*Brief*: Reproduce everything in the dental case report from "Finally, there is" down to "of long-term therapy.".

*Reading passage*:

Additionally, in this case, the use of short implants in the native bone limits the indication for tilted implants. As claimed by Scarano et al. in their study [16], the protocol with short implants avoids more invasive tissue regeneration interventions, and it can be a solution in cases of limited bone height, but it has also some limitations. In fact, an immediate load was not performed. In any case, several authors question the immediate load because, in order to immediately load an implant, primary stability is required, with a bone compression that often may cause reabsorption and replacement of nonfunctional, avascular bone [17]. This patient already had a denture and anamnesis that allowed the clinical choice for a low-risk treatment-oriented procedure.

Therefore, despite the failure of an implant, the initial prosthetic project was completed without problems. The initial program included four dental implants in maxilla, but after the loss of one of these, the patient did not want to undergo other operation for implant replacement. The choice to continue even without an implant was also dictated by the fact that occlusal contacts had been carefully studied, and a high-performance metal-free material was used.

After the analog impression, with specially splinted transfers to ensure excellent precision [18], the bar for the fixed prosthesis was designed using digital methods and is made of FRC. This material allows better distribution of occlusal loads, an advantage that contributes to the maintenance of the peri-implant bone: the implant-supported FRC not only eliminates excessive stresses in the bone-implant interface but also maintains normal physiological loading of the surrounding bone [19]. The reason for this is the lower material’s flexural modulus that permits the absorption of energy from the masticatory cycle. Despite this characteristic, the performance in terms of resistance is comparable to that of other materials generally used for these purposes.

Finally, there is a biocompatibility issue. The FRC material was also found as an optimized alternative to similar materials used for the reconstruction of craniofacial bone defects [20]. Compared to metal alloys, it prevents corrosion that represents a concrete risk; for example, cobalt and nickel can be released into the oral cavity in other types of prosthesis [6]. Therefore, the advantages are multiple: the FRC material has excellent aesthetic properties and low cost with a simplified and fast workflow, owing to digital dentistry methods. Although the results are very encouraging, further studies are still needed to confirm the effectiveness of long-term therapy.

4. Conclusions

Rehabilitation of a patient with complete edentulism still represents a great challenge for dentists. Owing to scientific and technological advances, it is possible to implement protocols that allow less invasive implant surgery and prosthesis that correctly responds to rehabilitation needs, while respecting biology. This combination translates, for the surgical phase, into the use of short implants to reduce operative risks, limit patient discomfort, and more easily manage situations of bone atrophy that is often present in these cases. However, in the prosthetic phase, which starts from the fundamentals of the mobile prosthesis, it indicates the use of more high-performance materials, such as metal-free FRC materials, which reduce the number of implants and have great advantages in terms of durability, biotolerability, aesthetics, and treatment costs. All are facilitated by a partially digital workflow, as evidenced by the clinical case presented.

Conflicts of Interest

The authors declare that they have no conflicts of interest.


The authors would like to express their gratitude to Mr. Roberto Mariconti for his insightful contribution.

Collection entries
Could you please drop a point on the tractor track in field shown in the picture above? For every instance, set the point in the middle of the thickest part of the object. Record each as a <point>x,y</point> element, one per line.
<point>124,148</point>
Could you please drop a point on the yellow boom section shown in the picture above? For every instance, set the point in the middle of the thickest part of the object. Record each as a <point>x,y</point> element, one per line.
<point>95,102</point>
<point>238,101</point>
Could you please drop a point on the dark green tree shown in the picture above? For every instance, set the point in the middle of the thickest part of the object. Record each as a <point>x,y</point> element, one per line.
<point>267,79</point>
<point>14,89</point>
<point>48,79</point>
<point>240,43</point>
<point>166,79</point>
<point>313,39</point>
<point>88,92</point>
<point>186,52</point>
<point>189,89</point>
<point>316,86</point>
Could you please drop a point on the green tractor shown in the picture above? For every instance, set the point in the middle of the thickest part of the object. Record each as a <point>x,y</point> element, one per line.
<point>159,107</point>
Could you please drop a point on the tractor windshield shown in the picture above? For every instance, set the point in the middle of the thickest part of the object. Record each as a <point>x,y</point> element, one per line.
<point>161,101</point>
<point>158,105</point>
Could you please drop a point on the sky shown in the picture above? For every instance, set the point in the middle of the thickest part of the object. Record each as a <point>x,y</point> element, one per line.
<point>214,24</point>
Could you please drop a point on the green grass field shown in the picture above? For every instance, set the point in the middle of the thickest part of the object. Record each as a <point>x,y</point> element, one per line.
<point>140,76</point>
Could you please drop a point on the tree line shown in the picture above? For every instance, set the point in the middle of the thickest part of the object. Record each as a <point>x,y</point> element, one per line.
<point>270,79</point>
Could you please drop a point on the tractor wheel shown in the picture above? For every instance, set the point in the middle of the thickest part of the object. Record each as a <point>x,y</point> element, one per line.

*Written reply*:
Finally, there is a biocompatibility issue. The FRC material was also found as an optimized alternative to similar materials used for the reconstruction of craniofacial bone defects [20]. Compared to metal alloys, it prevents corrosion that represents a concrete risk; for example, cobalt and nickel can be released into the oral cavity in other types of prosthesis [6]. Therefore, the advantages are multiple: the FRC material has excellent aesthetic properties and low cost with a simplified and fast workflow, owing to digital dentistry methods. Although the results are very encouraging, further studies are still needed to confirm the effectiveness of long-term therapy.